▼

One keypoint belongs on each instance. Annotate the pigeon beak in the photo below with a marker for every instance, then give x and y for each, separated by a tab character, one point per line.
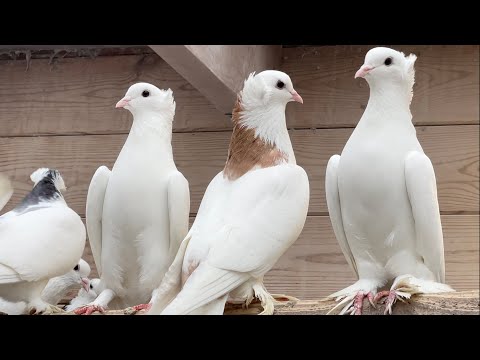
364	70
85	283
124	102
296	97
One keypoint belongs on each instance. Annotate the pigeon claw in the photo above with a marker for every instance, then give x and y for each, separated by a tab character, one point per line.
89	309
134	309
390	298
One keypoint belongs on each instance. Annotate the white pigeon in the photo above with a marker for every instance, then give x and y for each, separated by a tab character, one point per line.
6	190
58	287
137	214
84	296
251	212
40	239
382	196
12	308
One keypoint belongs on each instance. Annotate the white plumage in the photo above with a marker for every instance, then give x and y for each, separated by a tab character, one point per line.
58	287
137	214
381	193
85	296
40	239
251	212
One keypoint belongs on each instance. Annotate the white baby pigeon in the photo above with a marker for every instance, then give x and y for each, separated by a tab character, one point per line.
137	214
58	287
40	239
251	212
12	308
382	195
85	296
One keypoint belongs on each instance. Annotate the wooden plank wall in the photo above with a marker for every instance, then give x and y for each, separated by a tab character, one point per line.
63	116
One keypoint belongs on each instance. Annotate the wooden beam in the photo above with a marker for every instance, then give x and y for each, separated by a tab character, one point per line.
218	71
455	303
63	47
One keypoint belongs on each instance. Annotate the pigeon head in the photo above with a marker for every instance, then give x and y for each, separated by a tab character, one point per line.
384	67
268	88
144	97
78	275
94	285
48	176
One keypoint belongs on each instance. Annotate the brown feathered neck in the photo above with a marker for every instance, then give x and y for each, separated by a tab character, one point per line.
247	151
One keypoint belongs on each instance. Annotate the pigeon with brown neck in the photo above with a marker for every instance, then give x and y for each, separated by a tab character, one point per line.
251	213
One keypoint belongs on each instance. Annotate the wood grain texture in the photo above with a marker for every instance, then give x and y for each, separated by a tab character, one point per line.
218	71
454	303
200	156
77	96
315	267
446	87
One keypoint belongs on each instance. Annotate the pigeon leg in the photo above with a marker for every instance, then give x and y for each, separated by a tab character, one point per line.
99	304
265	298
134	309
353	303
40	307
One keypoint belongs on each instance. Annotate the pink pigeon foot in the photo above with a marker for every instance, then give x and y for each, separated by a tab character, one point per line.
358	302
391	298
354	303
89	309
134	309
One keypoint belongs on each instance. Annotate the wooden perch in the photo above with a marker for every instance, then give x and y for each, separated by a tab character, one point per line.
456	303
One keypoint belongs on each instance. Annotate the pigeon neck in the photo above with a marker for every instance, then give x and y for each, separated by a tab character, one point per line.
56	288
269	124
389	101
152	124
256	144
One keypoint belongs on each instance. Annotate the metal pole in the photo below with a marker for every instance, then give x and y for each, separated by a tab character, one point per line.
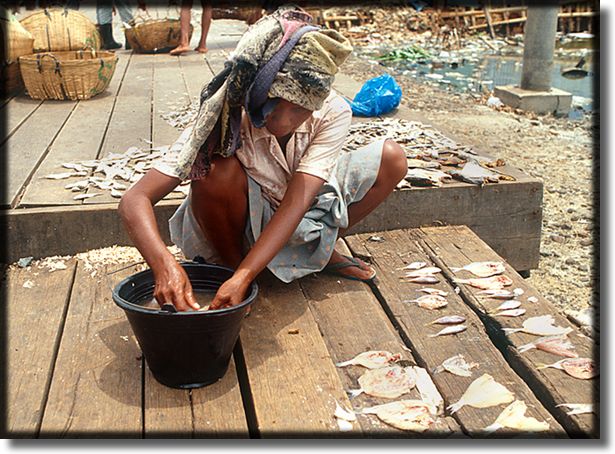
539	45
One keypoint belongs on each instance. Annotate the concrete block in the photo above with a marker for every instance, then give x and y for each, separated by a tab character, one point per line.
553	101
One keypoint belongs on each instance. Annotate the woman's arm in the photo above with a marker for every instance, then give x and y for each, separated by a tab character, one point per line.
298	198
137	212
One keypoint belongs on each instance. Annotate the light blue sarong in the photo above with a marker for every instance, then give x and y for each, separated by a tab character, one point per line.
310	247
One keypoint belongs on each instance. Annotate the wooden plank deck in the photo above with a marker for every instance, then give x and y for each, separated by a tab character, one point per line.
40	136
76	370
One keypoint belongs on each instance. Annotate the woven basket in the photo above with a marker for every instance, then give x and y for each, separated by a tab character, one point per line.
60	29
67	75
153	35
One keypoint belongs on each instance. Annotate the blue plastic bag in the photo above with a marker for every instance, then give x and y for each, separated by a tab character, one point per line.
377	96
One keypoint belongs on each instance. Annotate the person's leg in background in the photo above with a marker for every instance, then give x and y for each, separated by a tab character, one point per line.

▲

→ What the task asks:
Extract every line from the one containing "One keypoint belongs on each instance. Annotate the light" to the end of the entries, including both of those lines, exactly as given and with nothing added.

→ Response to the exercise:
One keypoint belongs on each instance. Annotate the light blue sarong in the photo above with a marker for every instance, then give x and y for each, separated by a tab character, one point per line.
310	247
One keypoint belongs on each instance. Annotate the wooden plank deck in the photo above with a marker for every instance, then give x and y for each, separated by a tab character, one point per line.
40	136
76	370
One keypoint belongs on each instance. Annotate the woven basket in the photo above with a marker for every instance, then give x and y for each, separated by a tab character, one point per line.
60	29
67	75
153	35
One keypoint belongs on each instance. Annotate the blue plastic bag in the photo above with a marker for every instance, then give x and y for each, separated by a tab character, one point per line.
377	96
One keypoint belongs on each instance. Annotate the person's leg in background in the photo above with a marker for every instance, then give x and y for each, separated by a tab character, one point per line.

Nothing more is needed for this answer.